Для достижения этой цели недостаточно было захватить политическую власть и передать ее пролетариату. Ни отменить сверху классы, ни заменить государство всенародным контролем над производством и распределением (т. е. уничтожить профессиональную бюрократию и заставить трудящихся совмещать труд бюрократический с трудом производительным) – при существовавшем тогда уровне развития средств производства и в окружении частнокапиталистических стран нельзя было.
Нельзя было также практически взять курс на мировую революцию, так как советское государство не было в силах выполнить миссию завоевателя и объединителя. Кроме этой причины, известной партии, существовала вторая, не менее важная: несвоевременность объединения, так как даже всемирное государство, руководимое коммунистами, на существующем уровне развития средств производства, предполагающем обязательное разделение умственного и физического труда, не могло бы избавиться от государственности".
Маркс, Энгельс, Ленин и другие многократно утверждали, что техника и технология 1840 – 1910-х годов уже позволяют обойтись без государственности. От всех возражений они только отмахивались. Мы их оппонентов не читали. И тем не менее в моих заметках не раз констатируется, что избавиться от государства ни в национальных, ни в мировых масштабах еще невозможно. Технологически невозможно, что для последовательного марксиста сакраментально: с базисом не поспоришь, ежели техника не позволяет – значит, все. Кроме того, сам собой напрашивался и другой, более грозный, вопрос: не придется ли убрать из предыдущего отрывка словечко "тогда"? Иными словами, на существующем ли уровне развития средств производства неизбежно разделение труда на организационно-управленченский и исполнительный, или оно в принципе неустранимо? По крайней мере на предвидимом отрезке истории?

БЛОК ДАННЫХ:
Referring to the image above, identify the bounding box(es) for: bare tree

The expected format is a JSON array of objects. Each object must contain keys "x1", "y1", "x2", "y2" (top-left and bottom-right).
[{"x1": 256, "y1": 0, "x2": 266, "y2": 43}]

ЗАДАНИЕ:
Продолжите текст о государственности и разделении труда, начав сразу после его последнего предложения. Данные здесь никакой роли не играют.

ОТВЕТ:
В текстах, приведенных выше, мы упрямо пытаемся отыскать логику в действиях партии. Пятясь в историю (точнее – в идеологию, нами правящую) назад затылком, мы еще не подвергаем сомнению Ленина, его этику, этику его партии. В сталинское время мы жили – ленинское знали в основном понаслышке, даже не поначитке. Отец одной из моих ближайших подруг, конечно в 1937 году погибший, имел партийный билет с двузначным номером. Каждое слово Михаила Ивановича Лобанова было для нас свято. Наша подруга, его дочь, Тамара Лобанова, еврейка по матери, была убита нацистами вместе с тетей и двоюродной сестрой. Русская по паспорту, она пошла с ними на место сбора евреев добровольно. Ее мать выжила – на Колыме. В те годы мы реконструировали ход мыслей условного Ленина по своему разумению и столь же схоластически преобразовывали его в социальную психологию сталинизма:
"Выход, подсказанный партии практикой, был таков: для защиты завоеваний трудящихся масс от анархии и от агрессоров надо создать переходное государство, в котором главное противоречие в экономике – частная собственность на средства производства – будет отсутствовать. Противоречия же между государственностью и производительным трудом будут сняты силой сознательности государственной власти, выдвинутой из толщи народных масс. Правительство, верное своим избирателям, и массы, уверенные в своем правительстве, смогут сознательно двигать историю. Это естественно и правдоподобно (выделено теперь. – Д. Ш., 1993): открытые Марксом законы развития есть объективные истины. Если физик, усвоивший законы движения, может... решать задачи и строить самые сложные двигатели потому только, что эти физические законы есть открытая им объективная истина, то человеческое сознание в состоянии аналогично использовать законы развития человеческого общества".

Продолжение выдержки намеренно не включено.